[Material for the task — start]
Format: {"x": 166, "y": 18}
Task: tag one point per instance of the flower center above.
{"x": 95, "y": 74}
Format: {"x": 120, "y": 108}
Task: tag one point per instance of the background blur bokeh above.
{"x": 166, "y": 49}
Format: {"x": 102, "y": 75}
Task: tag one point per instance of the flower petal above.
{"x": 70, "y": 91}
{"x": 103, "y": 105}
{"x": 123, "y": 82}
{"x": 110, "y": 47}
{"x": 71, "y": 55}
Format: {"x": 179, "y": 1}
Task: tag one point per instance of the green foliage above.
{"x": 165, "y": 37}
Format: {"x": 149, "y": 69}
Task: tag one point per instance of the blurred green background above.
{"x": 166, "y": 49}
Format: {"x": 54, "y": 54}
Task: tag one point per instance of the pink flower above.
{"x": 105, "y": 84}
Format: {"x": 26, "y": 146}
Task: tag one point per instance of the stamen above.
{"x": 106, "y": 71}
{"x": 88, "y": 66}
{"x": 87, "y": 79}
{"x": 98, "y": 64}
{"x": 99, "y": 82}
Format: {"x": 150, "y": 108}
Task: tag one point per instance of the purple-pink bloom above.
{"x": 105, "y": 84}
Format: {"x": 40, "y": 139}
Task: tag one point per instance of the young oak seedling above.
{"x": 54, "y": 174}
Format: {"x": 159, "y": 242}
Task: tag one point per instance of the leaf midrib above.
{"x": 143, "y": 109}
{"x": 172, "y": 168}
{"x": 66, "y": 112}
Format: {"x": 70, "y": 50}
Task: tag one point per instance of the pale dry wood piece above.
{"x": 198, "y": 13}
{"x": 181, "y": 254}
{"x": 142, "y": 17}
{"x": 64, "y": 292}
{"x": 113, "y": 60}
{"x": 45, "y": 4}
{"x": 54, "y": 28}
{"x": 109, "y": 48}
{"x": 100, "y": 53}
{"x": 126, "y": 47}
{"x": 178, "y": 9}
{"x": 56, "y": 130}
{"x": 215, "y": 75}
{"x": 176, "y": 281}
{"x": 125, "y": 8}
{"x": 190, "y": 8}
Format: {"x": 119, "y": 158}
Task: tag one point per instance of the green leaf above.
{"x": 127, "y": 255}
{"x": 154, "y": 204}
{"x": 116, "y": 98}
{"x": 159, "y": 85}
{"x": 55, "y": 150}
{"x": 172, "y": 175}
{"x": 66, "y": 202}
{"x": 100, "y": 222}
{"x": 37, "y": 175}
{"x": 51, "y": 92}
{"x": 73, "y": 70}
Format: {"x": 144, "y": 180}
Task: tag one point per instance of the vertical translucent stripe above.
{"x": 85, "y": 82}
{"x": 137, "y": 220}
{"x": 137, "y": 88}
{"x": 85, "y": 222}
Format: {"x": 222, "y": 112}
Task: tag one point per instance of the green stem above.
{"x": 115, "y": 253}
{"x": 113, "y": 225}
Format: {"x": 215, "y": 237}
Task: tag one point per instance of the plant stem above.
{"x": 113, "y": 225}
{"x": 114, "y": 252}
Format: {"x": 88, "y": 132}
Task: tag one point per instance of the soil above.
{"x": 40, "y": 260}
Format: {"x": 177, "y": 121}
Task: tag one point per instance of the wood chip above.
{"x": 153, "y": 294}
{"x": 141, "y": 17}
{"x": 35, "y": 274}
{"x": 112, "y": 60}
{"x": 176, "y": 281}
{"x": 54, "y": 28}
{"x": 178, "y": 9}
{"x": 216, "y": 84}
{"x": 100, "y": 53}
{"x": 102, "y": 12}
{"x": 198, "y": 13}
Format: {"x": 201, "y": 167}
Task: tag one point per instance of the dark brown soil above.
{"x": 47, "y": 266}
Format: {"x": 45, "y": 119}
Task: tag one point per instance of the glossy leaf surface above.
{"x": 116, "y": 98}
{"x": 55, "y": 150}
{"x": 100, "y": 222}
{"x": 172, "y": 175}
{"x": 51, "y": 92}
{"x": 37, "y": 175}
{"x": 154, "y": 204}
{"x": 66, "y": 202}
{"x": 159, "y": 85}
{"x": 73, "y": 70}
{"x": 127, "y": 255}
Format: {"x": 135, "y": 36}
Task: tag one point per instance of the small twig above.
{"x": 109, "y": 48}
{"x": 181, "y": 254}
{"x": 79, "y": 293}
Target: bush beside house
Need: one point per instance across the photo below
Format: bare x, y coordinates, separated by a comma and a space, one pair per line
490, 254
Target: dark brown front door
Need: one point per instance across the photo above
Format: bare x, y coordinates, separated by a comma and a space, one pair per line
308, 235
[Material for the task — finish]
[Material for the task — start]
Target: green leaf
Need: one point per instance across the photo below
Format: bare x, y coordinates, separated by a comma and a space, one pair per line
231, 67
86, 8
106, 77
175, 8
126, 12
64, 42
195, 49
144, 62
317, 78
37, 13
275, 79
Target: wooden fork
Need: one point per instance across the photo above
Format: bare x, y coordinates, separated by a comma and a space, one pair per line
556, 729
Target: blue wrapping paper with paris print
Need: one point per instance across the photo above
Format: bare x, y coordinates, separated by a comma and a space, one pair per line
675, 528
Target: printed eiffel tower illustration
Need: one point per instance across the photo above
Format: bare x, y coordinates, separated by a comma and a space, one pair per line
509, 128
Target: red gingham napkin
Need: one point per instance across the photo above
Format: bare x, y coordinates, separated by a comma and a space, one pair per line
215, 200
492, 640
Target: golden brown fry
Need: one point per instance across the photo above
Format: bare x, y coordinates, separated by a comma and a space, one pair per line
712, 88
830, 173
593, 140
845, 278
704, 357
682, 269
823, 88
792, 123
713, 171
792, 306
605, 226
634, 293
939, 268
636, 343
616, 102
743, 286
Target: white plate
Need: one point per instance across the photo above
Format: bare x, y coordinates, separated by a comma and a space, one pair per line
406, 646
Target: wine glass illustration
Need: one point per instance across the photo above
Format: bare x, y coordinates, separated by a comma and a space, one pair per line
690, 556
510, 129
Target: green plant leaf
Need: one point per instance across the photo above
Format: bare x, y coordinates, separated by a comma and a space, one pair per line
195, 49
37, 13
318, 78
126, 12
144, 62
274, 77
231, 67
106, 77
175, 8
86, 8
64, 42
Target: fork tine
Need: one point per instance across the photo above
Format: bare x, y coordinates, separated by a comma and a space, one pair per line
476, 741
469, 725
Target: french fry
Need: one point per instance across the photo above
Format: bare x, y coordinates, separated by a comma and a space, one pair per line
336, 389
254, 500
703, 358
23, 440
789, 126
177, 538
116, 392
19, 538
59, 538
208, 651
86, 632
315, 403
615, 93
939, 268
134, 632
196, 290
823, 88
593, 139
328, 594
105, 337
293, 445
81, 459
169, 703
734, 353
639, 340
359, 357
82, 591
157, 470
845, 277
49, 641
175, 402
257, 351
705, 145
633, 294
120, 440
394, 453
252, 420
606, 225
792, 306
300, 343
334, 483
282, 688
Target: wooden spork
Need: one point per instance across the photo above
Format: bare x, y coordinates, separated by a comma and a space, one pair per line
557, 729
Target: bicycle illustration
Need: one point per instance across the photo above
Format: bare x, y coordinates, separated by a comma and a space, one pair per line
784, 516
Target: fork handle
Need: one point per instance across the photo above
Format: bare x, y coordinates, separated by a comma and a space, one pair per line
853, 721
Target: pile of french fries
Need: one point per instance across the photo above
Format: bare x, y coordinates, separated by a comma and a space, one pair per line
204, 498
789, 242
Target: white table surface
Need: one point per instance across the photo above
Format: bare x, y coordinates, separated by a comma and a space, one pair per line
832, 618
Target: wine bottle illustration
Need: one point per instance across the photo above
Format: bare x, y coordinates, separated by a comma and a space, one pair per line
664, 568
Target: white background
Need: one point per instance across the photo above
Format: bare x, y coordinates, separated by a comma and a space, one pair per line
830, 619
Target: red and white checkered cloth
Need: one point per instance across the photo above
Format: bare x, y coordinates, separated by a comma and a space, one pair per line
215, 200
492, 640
[Material for the task — finish]
Which lines above contain the word "wine"? Copy each one.

● **Result for this exercise**:
Target: wine glass illustration
Target: wine bottle illustration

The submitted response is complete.